[Start Text]

Tokenization, Embedding, Positional Encoding,
Multi-head Attention and Sublayers of an AI
Transformer in C/C++ (Part 2)

Materials available at: http://forejune.co/cuda/

Recap

Part 1
Helper Functions
  util.h:
#ifndef __UTIL_H__
#define __UTIL_H__
#include <vector>
#include <algorithm>
#include <math.h>
#include <iostream>
#include <iomanip>
#include <random>

using namespace std;

typedef vector<vector<double>>  matrixd;

// an activation function
double f(double z);

// softmax, 1D input
vector<double> softmax(const vector<double> &v);

// softmax activation function, 2D input vector
matrixd softmax(const matrixd& input);

// add two matrices
matrixd addMat(const matrixd &A, const matrixd &B);

// Transpose matrix n x m, B = A^T : m x n
matrixd transpose(const matrixd& A);

// Matrix multiplication   C = A X B   A: nxm, B: mxr, C: nxr
matrixd matmul(const matrixd& A, const matrixd& B);

// initialize an input matrix with certain random values
void initMatrix(matrixd& M, const int n, const int m);

// print a token dictionary
void printDictionary(unordered_map<string, int> &d);

// print a matrix
void printMatrix(const matrixd &y);
#endif

util.cpp:
#include "util.h"

using namespace std;

typedef vector<vector<double>>  matrixd;

// Activation function: using ReLU (Rectified Linear Unit)
double f(double z)

[End Text]
[Start Entries provided]

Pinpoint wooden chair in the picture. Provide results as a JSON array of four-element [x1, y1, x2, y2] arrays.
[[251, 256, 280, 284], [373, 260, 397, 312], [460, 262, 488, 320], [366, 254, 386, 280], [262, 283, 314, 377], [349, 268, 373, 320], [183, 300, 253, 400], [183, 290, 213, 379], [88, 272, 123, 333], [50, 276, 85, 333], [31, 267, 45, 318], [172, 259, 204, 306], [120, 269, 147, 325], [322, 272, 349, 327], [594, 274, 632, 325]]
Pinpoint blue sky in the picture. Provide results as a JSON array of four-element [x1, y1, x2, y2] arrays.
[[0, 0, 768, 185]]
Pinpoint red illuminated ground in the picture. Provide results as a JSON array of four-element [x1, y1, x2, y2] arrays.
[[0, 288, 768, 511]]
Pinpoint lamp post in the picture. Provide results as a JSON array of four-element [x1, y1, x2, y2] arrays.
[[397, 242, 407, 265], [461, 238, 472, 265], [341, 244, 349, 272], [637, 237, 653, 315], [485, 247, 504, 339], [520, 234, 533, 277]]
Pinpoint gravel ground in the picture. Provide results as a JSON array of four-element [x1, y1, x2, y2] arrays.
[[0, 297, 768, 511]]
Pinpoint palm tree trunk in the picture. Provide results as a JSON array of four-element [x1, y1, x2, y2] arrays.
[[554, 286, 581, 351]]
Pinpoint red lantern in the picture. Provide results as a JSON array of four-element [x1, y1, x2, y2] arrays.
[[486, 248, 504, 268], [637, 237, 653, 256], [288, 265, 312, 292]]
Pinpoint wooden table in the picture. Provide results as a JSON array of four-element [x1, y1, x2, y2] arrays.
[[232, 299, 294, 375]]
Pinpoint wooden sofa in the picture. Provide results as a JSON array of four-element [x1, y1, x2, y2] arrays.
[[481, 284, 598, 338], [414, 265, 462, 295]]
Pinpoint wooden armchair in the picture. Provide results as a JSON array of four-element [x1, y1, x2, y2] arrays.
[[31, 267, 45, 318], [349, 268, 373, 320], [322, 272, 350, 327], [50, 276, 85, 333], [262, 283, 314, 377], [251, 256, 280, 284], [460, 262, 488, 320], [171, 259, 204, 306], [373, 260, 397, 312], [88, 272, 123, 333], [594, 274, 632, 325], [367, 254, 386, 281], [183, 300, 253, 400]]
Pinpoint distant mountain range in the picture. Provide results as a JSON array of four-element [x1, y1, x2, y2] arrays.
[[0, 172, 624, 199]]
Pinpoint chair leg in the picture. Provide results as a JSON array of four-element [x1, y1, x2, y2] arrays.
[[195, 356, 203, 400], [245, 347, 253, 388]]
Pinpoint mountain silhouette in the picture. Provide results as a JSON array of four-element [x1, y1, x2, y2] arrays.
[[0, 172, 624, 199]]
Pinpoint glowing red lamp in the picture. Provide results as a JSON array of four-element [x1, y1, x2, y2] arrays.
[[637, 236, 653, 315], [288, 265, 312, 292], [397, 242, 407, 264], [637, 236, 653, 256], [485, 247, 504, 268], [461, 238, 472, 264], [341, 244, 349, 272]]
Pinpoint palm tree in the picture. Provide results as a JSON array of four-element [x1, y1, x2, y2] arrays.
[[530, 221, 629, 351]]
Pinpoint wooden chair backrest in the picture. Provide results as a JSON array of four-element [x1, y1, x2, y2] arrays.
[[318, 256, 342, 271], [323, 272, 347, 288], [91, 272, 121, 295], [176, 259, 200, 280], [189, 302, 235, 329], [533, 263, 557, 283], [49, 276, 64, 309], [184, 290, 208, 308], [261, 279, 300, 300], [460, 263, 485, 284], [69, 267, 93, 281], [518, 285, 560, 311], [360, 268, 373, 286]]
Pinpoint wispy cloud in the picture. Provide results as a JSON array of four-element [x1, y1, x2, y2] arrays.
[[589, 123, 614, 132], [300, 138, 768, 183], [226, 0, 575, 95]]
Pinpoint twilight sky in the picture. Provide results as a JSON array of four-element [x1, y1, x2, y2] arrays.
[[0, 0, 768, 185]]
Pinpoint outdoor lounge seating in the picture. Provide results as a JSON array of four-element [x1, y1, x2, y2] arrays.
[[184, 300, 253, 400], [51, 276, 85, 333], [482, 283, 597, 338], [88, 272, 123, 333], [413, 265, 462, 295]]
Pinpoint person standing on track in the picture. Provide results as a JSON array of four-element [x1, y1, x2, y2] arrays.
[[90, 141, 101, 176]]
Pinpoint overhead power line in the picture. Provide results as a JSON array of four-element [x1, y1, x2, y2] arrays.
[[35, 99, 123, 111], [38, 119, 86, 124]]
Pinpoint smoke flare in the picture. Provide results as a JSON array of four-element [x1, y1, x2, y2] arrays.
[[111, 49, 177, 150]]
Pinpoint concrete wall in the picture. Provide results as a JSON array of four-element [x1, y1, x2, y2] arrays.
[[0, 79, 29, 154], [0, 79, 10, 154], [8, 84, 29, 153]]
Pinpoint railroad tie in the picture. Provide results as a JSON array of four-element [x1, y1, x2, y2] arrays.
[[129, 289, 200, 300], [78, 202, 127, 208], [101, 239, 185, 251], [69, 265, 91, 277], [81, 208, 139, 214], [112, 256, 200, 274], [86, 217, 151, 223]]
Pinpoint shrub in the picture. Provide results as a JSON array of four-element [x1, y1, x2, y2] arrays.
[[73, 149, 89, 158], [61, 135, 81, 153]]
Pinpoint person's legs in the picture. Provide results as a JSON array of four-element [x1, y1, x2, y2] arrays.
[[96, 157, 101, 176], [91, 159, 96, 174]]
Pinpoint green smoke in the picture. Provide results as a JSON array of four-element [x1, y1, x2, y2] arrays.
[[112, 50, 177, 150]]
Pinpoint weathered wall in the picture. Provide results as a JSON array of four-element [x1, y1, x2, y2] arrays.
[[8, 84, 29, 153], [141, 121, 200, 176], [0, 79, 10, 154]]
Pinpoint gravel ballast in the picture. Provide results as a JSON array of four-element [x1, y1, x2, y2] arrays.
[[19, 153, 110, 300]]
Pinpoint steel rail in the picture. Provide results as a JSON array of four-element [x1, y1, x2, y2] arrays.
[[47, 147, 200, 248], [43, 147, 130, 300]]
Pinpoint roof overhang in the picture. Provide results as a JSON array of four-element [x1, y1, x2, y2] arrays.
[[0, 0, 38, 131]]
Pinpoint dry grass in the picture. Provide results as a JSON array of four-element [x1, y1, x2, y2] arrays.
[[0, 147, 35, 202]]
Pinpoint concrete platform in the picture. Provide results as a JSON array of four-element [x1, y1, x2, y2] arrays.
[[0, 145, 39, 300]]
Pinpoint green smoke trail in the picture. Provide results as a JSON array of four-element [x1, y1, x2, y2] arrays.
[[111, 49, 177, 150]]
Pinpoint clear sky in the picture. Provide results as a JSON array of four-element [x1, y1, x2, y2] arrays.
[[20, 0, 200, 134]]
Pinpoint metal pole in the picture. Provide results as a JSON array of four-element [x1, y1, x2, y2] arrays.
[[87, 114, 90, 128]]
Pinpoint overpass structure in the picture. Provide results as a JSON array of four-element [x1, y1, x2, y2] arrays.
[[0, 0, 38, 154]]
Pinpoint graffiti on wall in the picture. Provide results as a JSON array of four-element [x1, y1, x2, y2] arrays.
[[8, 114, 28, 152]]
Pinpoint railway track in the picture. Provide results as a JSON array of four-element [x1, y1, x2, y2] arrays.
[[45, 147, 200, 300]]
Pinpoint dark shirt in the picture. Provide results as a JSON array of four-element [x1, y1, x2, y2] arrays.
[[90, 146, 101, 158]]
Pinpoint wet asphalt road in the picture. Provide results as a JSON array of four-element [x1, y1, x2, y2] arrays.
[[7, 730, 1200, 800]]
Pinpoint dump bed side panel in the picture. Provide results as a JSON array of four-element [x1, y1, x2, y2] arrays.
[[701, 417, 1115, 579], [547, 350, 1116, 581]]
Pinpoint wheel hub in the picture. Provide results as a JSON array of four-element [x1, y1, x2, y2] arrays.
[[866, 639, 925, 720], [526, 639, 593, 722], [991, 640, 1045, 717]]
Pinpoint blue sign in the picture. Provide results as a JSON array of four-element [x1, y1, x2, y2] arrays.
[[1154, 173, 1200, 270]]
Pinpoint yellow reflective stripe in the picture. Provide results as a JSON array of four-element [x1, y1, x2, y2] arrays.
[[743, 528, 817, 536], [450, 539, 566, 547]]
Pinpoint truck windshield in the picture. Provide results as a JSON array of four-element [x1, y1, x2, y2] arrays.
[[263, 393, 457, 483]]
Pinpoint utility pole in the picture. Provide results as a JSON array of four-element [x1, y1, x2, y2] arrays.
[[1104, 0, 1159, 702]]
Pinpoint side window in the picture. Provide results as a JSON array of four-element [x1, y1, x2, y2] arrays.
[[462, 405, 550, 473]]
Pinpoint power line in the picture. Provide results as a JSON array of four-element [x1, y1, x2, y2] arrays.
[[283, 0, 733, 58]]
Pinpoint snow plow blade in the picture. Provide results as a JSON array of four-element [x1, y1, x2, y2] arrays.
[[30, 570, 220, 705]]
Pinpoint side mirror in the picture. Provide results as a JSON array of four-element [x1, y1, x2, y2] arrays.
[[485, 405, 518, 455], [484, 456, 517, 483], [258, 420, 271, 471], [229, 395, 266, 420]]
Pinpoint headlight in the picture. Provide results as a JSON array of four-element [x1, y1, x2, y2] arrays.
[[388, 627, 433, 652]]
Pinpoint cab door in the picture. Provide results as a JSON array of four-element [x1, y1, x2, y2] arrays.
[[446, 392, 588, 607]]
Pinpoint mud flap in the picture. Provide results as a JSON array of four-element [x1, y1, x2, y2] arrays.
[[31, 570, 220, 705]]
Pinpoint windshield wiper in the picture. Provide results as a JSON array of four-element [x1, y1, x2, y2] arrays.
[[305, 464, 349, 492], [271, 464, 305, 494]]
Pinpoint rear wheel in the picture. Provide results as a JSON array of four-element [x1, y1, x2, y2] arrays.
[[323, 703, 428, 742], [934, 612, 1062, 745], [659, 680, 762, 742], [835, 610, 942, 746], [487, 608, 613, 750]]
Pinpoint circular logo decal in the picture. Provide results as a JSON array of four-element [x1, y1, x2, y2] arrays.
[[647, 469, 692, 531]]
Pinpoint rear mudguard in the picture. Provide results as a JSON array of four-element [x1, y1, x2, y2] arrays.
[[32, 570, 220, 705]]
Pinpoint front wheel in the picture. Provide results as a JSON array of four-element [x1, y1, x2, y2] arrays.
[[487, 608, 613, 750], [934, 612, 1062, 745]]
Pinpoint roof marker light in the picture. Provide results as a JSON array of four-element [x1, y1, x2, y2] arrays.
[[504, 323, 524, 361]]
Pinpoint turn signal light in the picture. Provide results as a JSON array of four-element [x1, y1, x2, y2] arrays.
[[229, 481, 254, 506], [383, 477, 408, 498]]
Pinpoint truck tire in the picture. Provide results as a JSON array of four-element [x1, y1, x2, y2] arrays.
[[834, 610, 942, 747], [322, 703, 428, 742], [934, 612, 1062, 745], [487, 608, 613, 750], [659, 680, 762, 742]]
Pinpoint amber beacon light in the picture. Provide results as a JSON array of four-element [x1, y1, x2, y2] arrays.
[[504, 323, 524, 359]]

[End Entries provided]

▸ Stated task 1: According to the transformer tutorial, which activation function does f use?
▸ Stated task 2: Please carry on with the transformer tutorial from the point where it stops.

▸ Exercise result 1: ReLU (Rectified Linear Unit).

▸ Exercise result 2:
{
  return max(0.0, z);
}

// softmax activation function, 1D input vector
vector<double> softmax(const vector<double> &z)
{
  int m = z.size();
  vector<double> y(m, 0);

   //maximum value of vector
  double maxVal = *max_element(z.begin(), z.end());

  double sum = 0;
  // Subtract max for numerical stability
  for (int j = 0; j < m; j++) {
    y[j] = exp(z[j] - maxVal);
    sum += y[j];
  }

  // Normalize
  for (int j = 0; j < m; j++)
    y[j] /= sum;

  return y;
}

// softmax activation function, 2D input vector
matrixd softmax(const matrixd& input)
{
  int n = input.size(), m = input[0].size();    // n x m matrix 

  // 2D output vector n x m y[n][m]
  vector<vector<double>> y(n, vector<double>(m));

  for (int i = 0; i < n; i++) {
    //maximum value of the row
    double maxVal = *max_element(input[i].begin(), input[i].end());

    double sum = 0;
    // Subtract max for numerical stability
    for (int j = 0; j < m; j++) {
      y[i][j] = exp(input[i][j] - maxVal);
      sum += y[i][j];
    }

    // Normalize
    for (int j = 0; j < input[i].size(); j++)
      y[i][j] /= sum;
  }

  return y;
}

// C = A + B
matrixd addMat(const matrixd &A, const matrixd &B)
{
     int n = A.size();          // rows
     int m = A[0].size();       // cols
     matrixd C = A;             // same size as A
     for (int i = 0; i < n; i++)
       for(int j = 0; j < m; j++)
         C[i][j] = A[i][j] + B[i][j];

     return C;
}

// Transpose matrix n x m, B = A^T : m x n
//vector<vector<double>> transpose(const vector<vector<double>>& A)
matrixd transpose(const matrixd& A)
{
   int n = A.size();    //number of rows
   int m = A[0].size(); //number of columns

   matrixd B(m, vector<double>(n));
   for (int i = 0; i < n; i++)
     for (int j = 0; j < m; j++)
       B[j][i] = A[i][j];

   return B;
}

// Matrix multiplication   C = A X B   A: nxm, B: mxr, C: nxr
matrixd matmul(const matrixd& A, const matrixd& B)
{
  int n  = A.size();
  int m = A[0].size();
  int r = B[0].size();

  matrixd C(n, vector<double>(r, 0));

  for (int i = 0; i < n; i++)
    for (int j = 0; j < r; j++)
      for (int k = 0; k < m; k++)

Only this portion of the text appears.